Each record must be printed again exactly as it appears.

Information shown:

=== Section Start ===

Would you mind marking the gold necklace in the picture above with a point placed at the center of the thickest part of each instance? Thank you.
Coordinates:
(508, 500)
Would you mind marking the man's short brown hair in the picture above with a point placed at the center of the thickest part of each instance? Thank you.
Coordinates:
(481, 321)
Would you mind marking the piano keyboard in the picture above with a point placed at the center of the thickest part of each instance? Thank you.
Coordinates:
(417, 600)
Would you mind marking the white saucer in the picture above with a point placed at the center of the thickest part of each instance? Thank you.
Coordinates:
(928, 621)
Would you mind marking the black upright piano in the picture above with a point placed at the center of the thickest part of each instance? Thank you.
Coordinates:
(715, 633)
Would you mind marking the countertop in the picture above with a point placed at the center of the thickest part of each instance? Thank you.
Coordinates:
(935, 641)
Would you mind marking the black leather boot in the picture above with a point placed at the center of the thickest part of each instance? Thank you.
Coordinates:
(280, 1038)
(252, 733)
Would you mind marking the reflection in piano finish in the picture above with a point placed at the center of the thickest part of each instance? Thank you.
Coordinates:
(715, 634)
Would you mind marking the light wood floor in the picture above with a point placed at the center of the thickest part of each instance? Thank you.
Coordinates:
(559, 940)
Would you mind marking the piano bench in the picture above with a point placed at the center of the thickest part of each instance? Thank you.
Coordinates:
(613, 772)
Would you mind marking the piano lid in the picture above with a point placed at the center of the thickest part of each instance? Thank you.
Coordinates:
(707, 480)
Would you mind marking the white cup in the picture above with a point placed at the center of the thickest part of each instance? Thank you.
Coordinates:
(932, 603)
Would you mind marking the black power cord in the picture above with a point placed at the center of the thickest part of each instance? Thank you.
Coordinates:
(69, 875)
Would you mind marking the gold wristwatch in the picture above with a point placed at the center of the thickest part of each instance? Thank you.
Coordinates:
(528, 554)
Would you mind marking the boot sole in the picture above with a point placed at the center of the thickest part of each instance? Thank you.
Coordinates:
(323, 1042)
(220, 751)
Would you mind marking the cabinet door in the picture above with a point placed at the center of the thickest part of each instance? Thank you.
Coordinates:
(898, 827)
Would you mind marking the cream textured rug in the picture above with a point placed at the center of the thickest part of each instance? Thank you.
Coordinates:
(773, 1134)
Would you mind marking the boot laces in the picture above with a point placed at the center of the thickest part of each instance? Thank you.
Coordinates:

=== Section End ===

Reply to the exercise:
Would you mind marking the gold necklace in the picture above with a point placed at the center of the thickest part of each instance? Thank you.
Coordinates:
(508, 500)
Would you mind marking the man's short brown hair in the picture above with a point placed at the center of the thickest part of each instance? Thank you.
Coordinates:
(481, 321)
Would you mind marking the piano keyboard in the picture above with a point placed at the center of the thickest part of each instance? Thank you.
Coordinates:
(417, 600)
Would you mind marking the white saucer in the picture above with a point placed at the center of the thickest part of each instance? Thank you.
Coordinates:
(928, 621)
Would you mind marking the black upright piano in the picture above with a point placed at the center of the thickest part of each instance? Thank you.
Coordinates:
(715, 633)
Would you mind marking the countertop in the picture above with a point placed at the center of the thickest part of each instance? Thank you.
Coordinates:
(935, 641)
Would you mind marking the black leather boot in the picture above with a point placed at the center of the thickest part of each instance? Thank you.
Coordinates:
(280, 1038)
(252, 733)
Would you mind marking the reflection in piano finish in the picture above with a point placed at the center of the thickest part of each instance? Thank you.
Coordinates:
(715, 634)
Would you mind marking the light wood floor in the picture above with a point placed at the center of the thickest part of each instance? Thank you.
Coordinates:
(559, 940)
Would you mind marking the piano bench in the picture above with a point placed at the center of the thickest part of each instance? Thank you.
Coordinates:
(613, 772)
Would you mind marking the piano lid in the picture above with a point placed at the center of the thickest part of each instance? Thank you.
Coordinates:
(707, 480)
Would you mind marking the white cup in the picture above with a point placed at the center of the thickest part of each instance? Thank you.
Coordinates:
(932, 603)
Would you mind marking the black power cord in the picture above with a point placed at the center of the thickest part of each instance? Thank you.
Coordinates:
(69, 875)
Would you mind marking the gold wristwatch in the picture above with a point placed at the center of the thickest part of each instance? Thank you.
Coordinates:
(528, 554)
Would you mind marking the boot sole in the picture above with a point placed at the center of the thickest part of each instance? Thank you.
Coordinates:
(323, 1042)
(220, 751)
Would you mind marking the cabinet door in the picture above with a point placed at the center of the thickest part of each instance? Thank you.
Coordinates:
(898, 827)
Would you mind marking the cream textured rug in the picture above with a point placed at the center of the thickest part of each instance? Thank you.
Coordinates:
(773, 1134)
Would you mind marking the boot laces in the picture above with a point placed at the center of the thickest part of each instance? Thank you.
Coordinates:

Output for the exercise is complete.